Selected extract
--- START ---

Dr. Helen Morrison has profiled more than eighty serial killers around the world. What she has learned about them will shatter every assumption you've ever had about the most notorious killers known to man.
Dr. Helen Morrison, a leading expert on serial killers, has spent as many as four hundred hours alone with depraved murderers. In My Life Among the Serial Killers, Dr. Morrison relates how she profiled Richard Otto Macek, who chewed on his victims' body parts, stalked Dr. Morrison, then believed she was his wife. She conducted the last interview with Ed Gein, the inspiration for Alfred Hitchcock's Psycho. John Wayne Gacy, the clown-obsessed killer of young men, sent her crazed Christmas cards, and gave her his paintings as presents.
Dr. Morrison has received letters from killers, read their diaries and journals, evaluated crime scenes, testified at their trials, and studied photos of the gruesome carnage. She has interviewed the families of the victims, and the spouses and parents of the killers.

--- END ---

A block of data:
--- START ---

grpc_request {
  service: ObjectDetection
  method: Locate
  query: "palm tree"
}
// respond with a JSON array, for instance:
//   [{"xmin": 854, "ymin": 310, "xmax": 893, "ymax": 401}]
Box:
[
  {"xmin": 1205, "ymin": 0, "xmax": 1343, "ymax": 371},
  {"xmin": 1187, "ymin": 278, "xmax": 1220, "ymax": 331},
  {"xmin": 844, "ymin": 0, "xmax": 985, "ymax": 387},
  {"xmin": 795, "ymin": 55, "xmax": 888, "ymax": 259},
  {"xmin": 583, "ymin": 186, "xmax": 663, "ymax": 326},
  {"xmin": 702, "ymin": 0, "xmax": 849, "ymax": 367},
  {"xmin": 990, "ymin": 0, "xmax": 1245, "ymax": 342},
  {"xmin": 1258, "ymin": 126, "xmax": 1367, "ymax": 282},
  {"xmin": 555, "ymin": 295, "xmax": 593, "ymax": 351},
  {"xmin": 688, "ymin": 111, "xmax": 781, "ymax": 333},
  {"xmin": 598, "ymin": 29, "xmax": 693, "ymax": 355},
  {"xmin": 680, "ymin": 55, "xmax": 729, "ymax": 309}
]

--- END ---

Given instruction A
Echo the book description from "Dr. Morrison has" to "of the killers.".
Given instruction B
Using the book description, explain what made Dr. Morrison's interview with Ed Gein stand out.
This material comes from a separate source, unrelated to the book description.

Worked answer A
Dr. Morrison has received letters from killers, read their diaries and journals, evaluated crime scenes, testified at their trials, and studied photos of the gruesome carnage. She has interviewed the families of the victims, and the spouses and parents of the killers.

Worked answer B
Dr. Morrison conducted the last interview with Ed Gein. Gein was the inspiration for Alfred Hitchcock's Psycho.